[BEREITGESTELLTER TEXT]:
*-*-*
2.2.1 Wie sich aus dem EURODAC-Trefferformular ergibt, hat der Beurteilte am 8.Februar 2018 in Italien (Ragusa) ein Asylgesuch gestellt. Obwohl auf seiner italienischen Identitätskarte explizit vermerkt ist, dass diese nicht zum Grenzübertritt berechtigt («non valida per l'Espatrio»), ist der Beurteilte nunmehr über den Grenzübergang Chiasso von Italien herkommend - ohne die notwendigen Einreisevoraussetzungen zu erfüllen - mit dem Zug in die Schweiz eingereist. Gemäss seinen Angaben anlässlich der Befragung beim Migrationsamt beabsichtigte er, nach Frankreich weiterzureisen, um seine Ausbildung weiterzuführen.
*-*-*
[BEREITGESTELLTE DATEN]:
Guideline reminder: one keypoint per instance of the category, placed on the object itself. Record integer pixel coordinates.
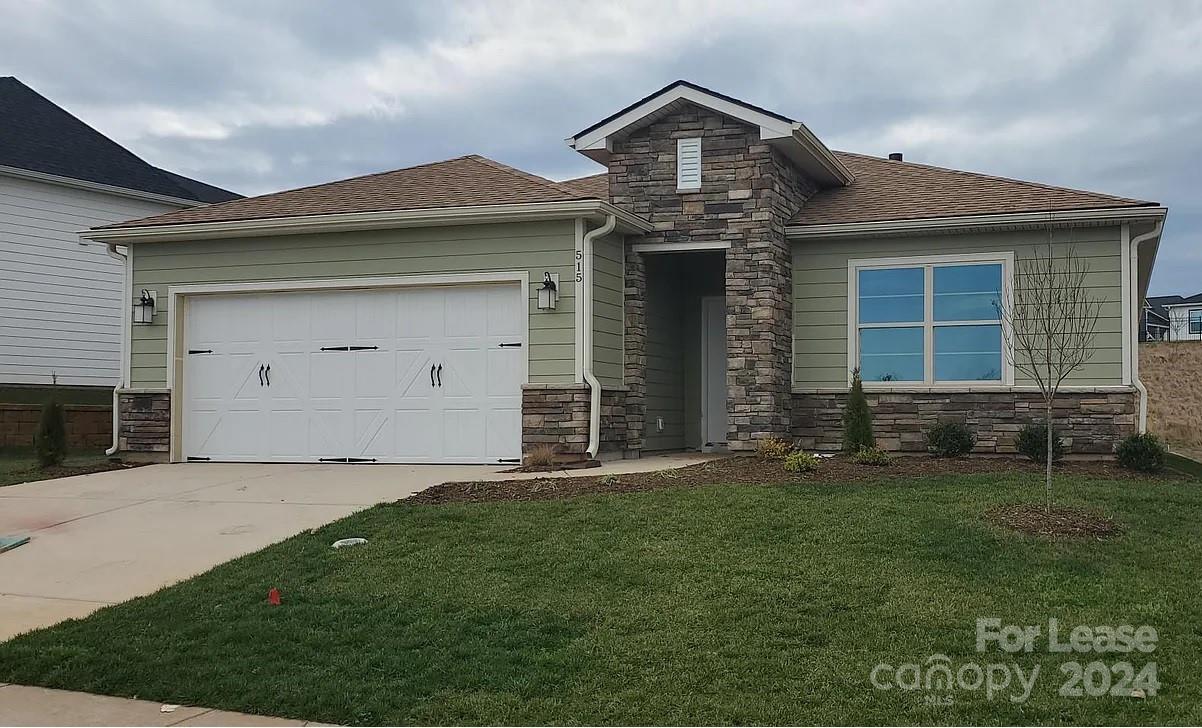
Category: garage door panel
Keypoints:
(379, 403)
*-*-*
[AUFGABENLISTE]:
- 1) Wo stellte der Beurteilte laut dem Text zur Einreise in die Schweiz am 8. Februar 2018 ein Asylgesuch?
- 2) Übertragen Sie aus dem Text zur Einreise in die Schweiz wortgetreu alles von „2.2.1 Wie sich“ bis hin zu „seine Ausbildung weiterzuführen.“.
Stützen Sie sich ausschließlich auf den Text.

[VOLLSTÄNDIGE ANTWORTEN]:
- 1) In Italien, in Ragusa.

- 2)
2.2.1 Wie sich aus dem EURODAC-Trefferformular ergibt, hat der Beurteilte am 8.Februar 2018 in Italien (Ragusa) ein Asylgesuch gestellt. Obwohl auf seiner italienischen Identitätskarte explizit vermerkt ist, dass diese nicht zum Grenzübertritt berechtigt («non valida per l'Espatrio»), ist der Beurteilte nunmehr über den Grenzübergang Chiasso von Italien herkommend - ohne die notwendigen Einreisevoraussetzungen zu erfüllen - mit dem Zug in die Schweiz eingereist. Gemäss seinen Angaben anlässlich der Befragung beim Migrationsamt beabsichtigte er, nach Frankreich weiterzureisen, um seine Ausbildung weiterzuführen.